--- start of Material provided ---

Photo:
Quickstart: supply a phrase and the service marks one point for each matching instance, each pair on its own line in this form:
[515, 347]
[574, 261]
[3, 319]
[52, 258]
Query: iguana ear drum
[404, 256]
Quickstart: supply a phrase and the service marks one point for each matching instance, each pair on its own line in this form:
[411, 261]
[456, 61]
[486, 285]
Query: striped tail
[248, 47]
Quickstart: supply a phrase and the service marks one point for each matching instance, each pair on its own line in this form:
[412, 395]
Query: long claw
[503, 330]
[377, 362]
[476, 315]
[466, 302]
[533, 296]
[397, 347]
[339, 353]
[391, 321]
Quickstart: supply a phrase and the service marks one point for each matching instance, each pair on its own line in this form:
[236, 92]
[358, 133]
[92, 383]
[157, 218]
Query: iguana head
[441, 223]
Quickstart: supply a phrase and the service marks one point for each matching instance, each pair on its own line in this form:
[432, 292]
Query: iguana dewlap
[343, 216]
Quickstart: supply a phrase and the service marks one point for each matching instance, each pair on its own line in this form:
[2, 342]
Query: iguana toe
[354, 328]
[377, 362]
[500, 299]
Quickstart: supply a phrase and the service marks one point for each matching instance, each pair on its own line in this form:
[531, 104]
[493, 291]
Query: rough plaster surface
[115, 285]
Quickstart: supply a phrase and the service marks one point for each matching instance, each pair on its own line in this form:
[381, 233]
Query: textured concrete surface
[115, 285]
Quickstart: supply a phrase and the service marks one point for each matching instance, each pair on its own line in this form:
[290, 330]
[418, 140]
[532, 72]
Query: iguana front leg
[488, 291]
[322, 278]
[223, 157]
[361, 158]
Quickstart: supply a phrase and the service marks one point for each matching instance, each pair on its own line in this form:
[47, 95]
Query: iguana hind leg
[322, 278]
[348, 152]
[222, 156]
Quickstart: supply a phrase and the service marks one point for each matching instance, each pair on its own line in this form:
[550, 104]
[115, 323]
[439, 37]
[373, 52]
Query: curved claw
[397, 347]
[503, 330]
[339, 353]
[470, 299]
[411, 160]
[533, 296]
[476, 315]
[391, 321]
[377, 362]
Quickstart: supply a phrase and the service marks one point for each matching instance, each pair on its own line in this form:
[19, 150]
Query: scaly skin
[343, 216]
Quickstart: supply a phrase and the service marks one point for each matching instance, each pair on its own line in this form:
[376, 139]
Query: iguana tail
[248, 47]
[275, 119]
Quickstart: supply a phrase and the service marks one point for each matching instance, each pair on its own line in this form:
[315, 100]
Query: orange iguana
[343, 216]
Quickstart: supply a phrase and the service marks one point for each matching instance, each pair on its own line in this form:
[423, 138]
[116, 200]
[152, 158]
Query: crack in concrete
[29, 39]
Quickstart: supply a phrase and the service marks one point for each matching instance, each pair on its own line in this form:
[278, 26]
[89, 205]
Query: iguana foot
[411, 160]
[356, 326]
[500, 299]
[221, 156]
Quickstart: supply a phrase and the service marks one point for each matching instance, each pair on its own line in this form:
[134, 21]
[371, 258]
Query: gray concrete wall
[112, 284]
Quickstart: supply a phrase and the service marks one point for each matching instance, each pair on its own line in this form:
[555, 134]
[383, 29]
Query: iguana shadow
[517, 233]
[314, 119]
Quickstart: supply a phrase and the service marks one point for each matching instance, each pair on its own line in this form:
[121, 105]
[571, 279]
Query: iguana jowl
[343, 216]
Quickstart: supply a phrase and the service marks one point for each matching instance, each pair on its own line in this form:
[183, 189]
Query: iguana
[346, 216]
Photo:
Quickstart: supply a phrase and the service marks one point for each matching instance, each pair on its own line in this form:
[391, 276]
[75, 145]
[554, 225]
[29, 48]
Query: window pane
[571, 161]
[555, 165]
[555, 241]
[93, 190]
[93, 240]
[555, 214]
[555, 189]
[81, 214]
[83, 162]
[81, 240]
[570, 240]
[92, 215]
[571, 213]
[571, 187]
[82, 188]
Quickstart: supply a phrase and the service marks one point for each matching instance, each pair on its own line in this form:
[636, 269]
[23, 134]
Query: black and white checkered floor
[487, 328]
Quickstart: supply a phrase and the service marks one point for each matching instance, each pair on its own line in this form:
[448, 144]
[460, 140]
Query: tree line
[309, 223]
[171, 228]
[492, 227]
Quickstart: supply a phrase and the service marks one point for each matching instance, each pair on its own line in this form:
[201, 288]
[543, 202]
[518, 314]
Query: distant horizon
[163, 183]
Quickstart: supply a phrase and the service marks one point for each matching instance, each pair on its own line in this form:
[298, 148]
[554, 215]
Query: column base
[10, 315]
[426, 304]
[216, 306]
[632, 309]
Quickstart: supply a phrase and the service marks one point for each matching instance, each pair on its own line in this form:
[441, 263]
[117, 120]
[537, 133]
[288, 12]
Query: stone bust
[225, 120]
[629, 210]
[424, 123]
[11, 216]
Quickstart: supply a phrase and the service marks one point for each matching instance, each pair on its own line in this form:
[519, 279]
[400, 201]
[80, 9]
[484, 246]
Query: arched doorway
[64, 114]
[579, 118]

--- end of Material provided ---

From the first line to the last, please quote the material above exactly.

▶ [Answer in full]:
Photo:
Quickstart: supply a phrase and the service marks one point for each matching instance, each pair on its own line in this form:
[515, 347]
[574, 261]
[3, 319]
[52, 258]
Query: iguana ear drum
[404, 256]
Quickstart: supply a phrase and the service marks one point for each matching instance, each pair on its own line in this form:
[411, 261]
[456, 61]
[486, 285]
Query: striped tail
[248, 47]
Quickstart: supply a phrase and the service marks one point for each matching instance, each pair on its own line in this form:
[412, 395]
Query: long claw
[503, 330]
[377, 362]
[476, 315]
[466, 302]
[533, 296]
[397, 347]
[339, 353]
[391, 321]
Quickstart: supply a phrase and the service marks one point for each matching instance, each pair on its own line in this form:
[236, 92]
[358, 133]
[92, 383]
[157, 218]
Query: iguana head
[441, 223]
Quickstart: supply a phrase and the service marks one point for each matching instance, each pair on its own line in this form:
[432, 292]
Query: iguana dewlap
[343, 216]
Quickstart: supply a phrase and the service marks one point for each matching instance, each pair on its own line in this form:
[2, 342]
Query: iguana toe
[354, 328]
[377, 362]
[500, 299]
Quickstart: supply a phrase and the service marks one point for each matching instance, each pair on its own line in this form:
[531, 104]
[493, 291]
Query: rough plaster surface
[115, 285]
Quickstart: supply a phrase and the service marks one point for each matching instance, each pair on its own line in this form:
[381, 233]
Query: textured concrete surface
[115, 285]
Quickstart: supply a phrase and the service marks one point for each matching instance, each pair on its own line in this form:
[290, 330]
[418, 140]
[532, 72]
Query: iguana front leg
[488, 291]
[322, 278]
[223, 157]
[361, 158]
Quickstart: supply a phrase and the service marks one point for each matching instance, each pair on its own line in this form:
[47, 95]
Query: iguana hind leg
[322, 278]
[348, 152]
[222, 156]
Quickstart: supply a phrase and the service marks one point for each matching instance, each pair on its own line in this form:
[550, 104]
[115, 323]
[439, 37]
[373, 52]
Query: curved claw
[397, 347]
[503, 330]
[339, 353]
[470, 299]
[411, 160]
[533, 296]
[476, 315]
[391, 321]
[377, 362]
Quickstart: supply a phrase and the service marks one point for each matching instance, each pair on its own line in this form:
[19, 150]
Query: scaly skin
[343, 216]
Quickstart: supply a phrase and the service marks one point for each matching instance, each pair on its own line in this form:
[376, 139]
Query: iguana tail
[248, 47]
[275, 119]
Quickstart: supply a phrase and the service marks one point for each matching instance, each pair on its own line in this form:
[315, 100]
Query: orange iguana
[343, 216]
Quickstart: supply a phrase and the service marks one point for each matching instance, each pair on its own line in this form:
[423, 138]
[116, 200]
[152, 158]
Query: crack in concrete
[29, 39]
Quickstart: supply a phrase and the service marks one point for each matching instance, each pair on its own line in this form:
[278, 26]
[89, 205]
Query: iguana foot
[411, 160]
[356, 326]
[500, 299]
[221, 156]
Quickstart: supply a phrase and the service marks one point for each matching instance, each pair on its own line in this form:
[134, 21]
[371, 258]
Query: gray concrete wall
[112, 284]
Quickstart: supply a phrase and the service marks one point for each matching instance, each pair on its own line in this form:
[555, 134]
[383, 29]
Query: iguana shadow
[517, 233]
[314, 119]
Quickstart: supply a phrase and the service marks one point for each matching instance, each pair on its own line in this form:
[121, 105]
[571, 279]
Query: iguana jowl
[343, 216]
Quickstart: supply a phrase and the service marks one point for each matching instance, each pair on its own line in this form:
[183, 189]
Query: iguana
[346, 216]
Photo:
Quickstart: supply a phrase and the service marks one point for each matching instance, each pair on its own line in this form:
[391, 276]
[75, 145]
[554, 225]
[29, 48]
Query: window pane
[571, 161]
[555, 165]
[555, 241]
[93, 190]
[93, 240]
[555, 214]
[555, 189]
[81, 214]
[83, 162]
[81, 240]
[570, 240]
[92, 215]
[571, 213]
[571, 187]
[82, 188]
Quickstart: supply a phrase and the service marks one point for each matching instance, each pair on its own line in this form:
[636, 269]
[23, 134]
Query: black and white checkered floor
[487, 328]
Quickstart: supply a phrase and the service marks one point for each matching instance, each pair on its own line in this form:
[448, 144]
[460, 140]
Query: tree line
[309, 223]
[171, 228]
[492, 227]
Quickstart: supply a phrase and the service marks one point for each matching instance, each pair on its own line in this form:
[201, 288]
[543, 202]
[518, 314]
Query: distant horizon
[163, 183]
Quickstart: supply a phrase and the service marks one point for each matching instance, each pair on its own line in this form:
[298, 148]
[554, 215]
Query: column base
[10, 315]
[426, 304]
[216, 306]
[632, 309]
Quickstart: supply a phrase and the service marks one point for each matching instance, each pair on its own line in this form:
[441, 263]
[117, 120]
[537, 133]
[288, 12]
Query: stone bust
[225, 120]
[629, 210]
[424, 123]
[11, 216]
Quickstart: supply a phrase and the service marks one point for each matching instance, each pair on its own line in this form:
[519, 279]
[400, 201]
[80, 9]
[484, 246]
Query: arched doorway
[64, 114]
[579, 118]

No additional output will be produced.